[Opening Given passage section]
XSEDE Science Successes

The Mechanism of Short-term Memory

Calculating the Top-down Activities of the Brain

By Scott Gibson
In a study reported on in 2012 involving monkeys looking at objects, researchers discovered that in-sync large-scale brain waves affecting various regions of the brain hold memories of objects just viewed.
So, why is that important?
According to Thomas R. Insel, director of the National Institutes of Mental Health, as quoted in a National Institutes of Health press release, ‘The Holy Grail of neuroscience has been to understand how and where information is encoded in the brain. This study provides more evidence that large scale electrical oscillations [waves] across distant brain regions may carry information for visual memories.'
For Lester Ingber—a researcher who employs the advanced digital resources of XSEDE—those types of studies by other established researchers, which have begun to emerge only in recent years, magnify a concept he's been investigating since 1981: the relationship between large-scale, or "top-down," activities in the brain and short-term memory and consciousness.
[Closing Given passage section]
[Opening Extracted material section]
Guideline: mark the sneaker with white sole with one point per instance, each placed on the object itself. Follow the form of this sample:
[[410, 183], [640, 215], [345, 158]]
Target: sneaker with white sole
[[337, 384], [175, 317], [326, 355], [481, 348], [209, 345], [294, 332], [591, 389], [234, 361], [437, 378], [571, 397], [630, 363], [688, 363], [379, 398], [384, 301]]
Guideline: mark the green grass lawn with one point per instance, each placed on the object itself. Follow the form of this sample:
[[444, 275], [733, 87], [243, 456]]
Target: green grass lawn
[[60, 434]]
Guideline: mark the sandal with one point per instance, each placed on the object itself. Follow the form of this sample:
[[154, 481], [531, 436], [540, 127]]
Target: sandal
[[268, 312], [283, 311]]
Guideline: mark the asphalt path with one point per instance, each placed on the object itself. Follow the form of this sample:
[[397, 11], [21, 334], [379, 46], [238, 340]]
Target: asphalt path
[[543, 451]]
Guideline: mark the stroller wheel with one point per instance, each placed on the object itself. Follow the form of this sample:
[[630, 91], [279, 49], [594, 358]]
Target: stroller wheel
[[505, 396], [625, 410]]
[Closing Extracted material section]
[Opening Extracted material section]
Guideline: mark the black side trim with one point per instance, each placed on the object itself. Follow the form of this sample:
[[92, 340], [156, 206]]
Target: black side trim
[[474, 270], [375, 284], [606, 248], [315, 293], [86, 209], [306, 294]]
[Closing Extracted material section]
**Task statement**
Answer these about the short-term memory article:
(a) What animals were in the study reported on in 2012?
(b) What job does the article give for Thomas R. Insel?
(c) Since what year has Lester Ingber been looking into the link between "top-down" brain activity and short-term memory and consciousness?
You won't need the rows for this.

**Answer for the task**
(a) Monkeys.
(b) Director of the National Institutes of Mental Health.
(c) 1981.